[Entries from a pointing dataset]
☆ ☆ ☆ ☆ ☆
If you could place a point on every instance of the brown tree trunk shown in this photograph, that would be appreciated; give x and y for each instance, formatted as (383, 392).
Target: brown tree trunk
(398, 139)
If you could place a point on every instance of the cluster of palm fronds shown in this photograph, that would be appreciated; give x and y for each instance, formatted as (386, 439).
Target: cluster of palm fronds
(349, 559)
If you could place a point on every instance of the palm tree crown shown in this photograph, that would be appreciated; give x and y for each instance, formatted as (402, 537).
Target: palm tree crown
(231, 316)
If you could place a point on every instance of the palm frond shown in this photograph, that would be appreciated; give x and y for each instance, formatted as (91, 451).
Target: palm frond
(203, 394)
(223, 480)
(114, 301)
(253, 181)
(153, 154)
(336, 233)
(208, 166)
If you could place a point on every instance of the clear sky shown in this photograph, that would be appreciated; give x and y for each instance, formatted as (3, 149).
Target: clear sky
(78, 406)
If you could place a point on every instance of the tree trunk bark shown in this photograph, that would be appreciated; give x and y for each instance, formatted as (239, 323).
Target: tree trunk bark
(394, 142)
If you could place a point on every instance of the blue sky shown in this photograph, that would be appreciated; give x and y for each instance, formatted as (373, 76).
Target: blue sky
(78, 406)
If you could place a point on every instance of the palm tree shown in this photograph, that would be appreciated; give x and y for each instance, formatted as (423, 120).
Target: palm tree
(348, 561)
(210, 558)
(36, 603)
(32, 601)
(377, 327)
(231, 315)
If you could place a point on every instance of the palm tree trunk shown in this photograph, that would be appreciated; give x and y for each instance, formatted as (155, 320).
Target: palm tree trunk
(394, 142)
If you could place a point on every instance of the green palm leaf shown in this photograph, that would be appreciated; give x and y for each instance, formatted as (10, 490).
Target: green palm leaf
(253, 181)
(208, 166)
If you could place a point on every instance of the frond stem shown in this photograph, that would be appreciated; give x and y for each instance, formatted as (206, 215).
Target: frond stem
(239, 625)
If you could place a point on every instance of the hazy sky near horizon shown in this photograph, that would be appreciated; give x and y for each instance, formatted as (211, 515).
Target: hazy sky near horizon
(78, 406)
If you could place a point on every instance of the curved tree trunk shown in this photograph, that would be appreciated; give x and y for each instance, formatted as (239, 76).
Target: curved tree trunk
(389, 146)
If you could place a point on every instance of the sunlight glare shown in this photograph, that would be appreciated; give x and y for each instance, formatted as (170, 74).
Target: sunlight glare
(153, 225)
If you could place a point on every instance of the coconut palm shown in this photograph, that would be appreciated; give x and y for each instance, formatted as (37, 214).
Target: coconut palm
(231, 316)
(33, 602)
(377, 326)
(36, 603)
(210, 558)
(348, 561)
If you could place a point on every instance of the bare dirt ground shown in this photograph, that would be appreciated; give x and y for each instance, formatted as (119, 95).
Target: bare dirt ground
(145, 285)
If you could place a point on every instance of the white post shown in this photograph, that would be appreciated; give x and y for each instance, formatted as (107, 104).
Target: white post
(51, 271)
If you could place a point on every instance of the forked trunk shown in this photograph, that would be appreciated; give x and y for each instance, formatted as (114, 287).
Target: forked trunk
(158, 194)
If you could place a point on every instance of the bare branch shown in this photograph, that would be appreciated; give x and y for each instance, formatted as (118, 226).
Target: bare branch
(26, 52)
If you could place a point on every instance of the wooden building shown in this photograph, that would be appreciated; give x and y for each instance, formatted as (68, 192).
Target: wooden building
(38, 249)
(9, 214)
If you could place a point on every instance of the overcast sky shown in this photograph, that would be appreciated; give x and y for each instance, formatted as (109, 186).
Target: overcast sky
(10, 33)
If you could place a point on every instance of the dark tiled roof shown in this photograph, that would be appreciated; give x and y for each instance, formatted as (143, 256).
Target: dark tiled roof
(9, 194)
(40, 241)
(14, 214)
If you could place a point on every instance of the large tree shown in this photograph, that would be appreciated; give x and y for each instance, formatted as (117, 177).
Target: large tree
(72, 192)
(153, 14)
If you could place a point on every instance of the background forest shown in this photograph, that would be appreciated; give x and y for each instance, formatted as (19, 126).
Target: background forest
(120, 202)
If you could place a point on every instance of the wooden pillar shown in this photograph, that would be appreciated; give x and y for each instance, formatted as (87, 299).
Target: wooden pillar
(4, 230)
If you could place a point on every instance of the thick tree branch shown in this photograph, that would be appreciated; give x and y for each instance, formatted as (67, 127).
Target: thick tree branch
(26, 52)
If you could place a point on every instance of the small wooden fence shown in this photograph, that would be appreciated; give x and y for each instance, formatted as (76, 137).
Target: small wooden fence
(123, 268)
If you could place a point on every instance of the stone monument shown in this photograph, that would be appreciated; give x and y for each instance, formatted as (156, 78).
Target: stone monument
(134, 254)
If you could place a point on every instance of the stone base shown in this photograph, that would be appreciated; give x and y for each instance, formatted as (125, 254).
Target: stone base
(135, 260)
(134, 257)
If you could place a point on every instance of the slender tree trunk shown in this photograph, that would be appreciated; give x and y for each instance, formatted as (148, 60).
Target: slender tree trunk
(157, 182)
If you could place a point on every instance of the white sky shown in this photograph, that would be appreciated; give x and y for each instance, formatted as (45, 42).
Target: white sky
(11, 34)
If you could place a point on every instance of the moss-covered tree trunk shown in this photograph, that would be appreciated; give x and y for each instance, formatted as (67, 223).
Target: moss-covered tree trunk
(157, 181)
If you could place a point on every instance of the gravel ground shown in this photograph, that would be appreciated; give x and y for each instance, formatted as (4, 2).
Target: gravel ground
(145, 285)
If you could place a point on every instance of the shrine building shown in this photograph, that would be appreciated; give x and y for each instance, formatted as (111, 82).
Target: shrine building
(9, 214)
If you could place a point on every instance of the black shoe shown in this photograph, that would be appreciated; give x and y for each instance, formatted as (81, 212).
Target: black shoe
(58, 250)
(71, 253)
☆ ☆ ☆ ☆ ☆
• Do this
Retype, exactly and only, the lines running from the one with "as (156, 78)." through the final line of the listing above.

• Exercise response
If you could place a point on every instance of the stone monument shown in this photograph, that would be appreciated; give x and y for each instance, formatted as (156, 78).
Target: stone monument
(134, 254)
If you could place a point on every instance of the stone base shown in this photograph, that would be appreciated; give x and y for each instance, formatted as (125, 254).
Target: stone base
(135, 260)
(134, 257)
If you could place a point on every instance of the slender tree trunk shown in this photograph, that would be appreciated; give x and y for each instance, formatted as (148, 60).
Target: slender tree trunk
(157, 182)
If you could place a point on every instance of the white sky shown in this photograph, that would be appreciated; give x and y for each instance, formatted as (45, 42).
Target: white sky
(11, 34)
If you could place a point on every instance of the moss-covered tree trunk shown in this photograph, that would be appreciated; give x and y for each instance, formatted as (67, 223).
Target: moss-covered tree trunk
(157, 181)
If you could place a point on every instance of the gravel ground shown in this photograph, that would be appreciated; give x and y for each instance, formatted as (4, 2).
Target: gravel ground
(145, 285)
If you could place a point on every instance of the shrine building shown in this photograph, that would be appreciated; give x and y for each instance, formatted as (111, 82).
Target: shrine building
(9, 214)
If you could place a point on every instance of the black shoe shown in this photograph, that would be appreciated; give x and y for each instance, formatted as (81, 212).
Target: black shoe
(58, 250)
(71, 253)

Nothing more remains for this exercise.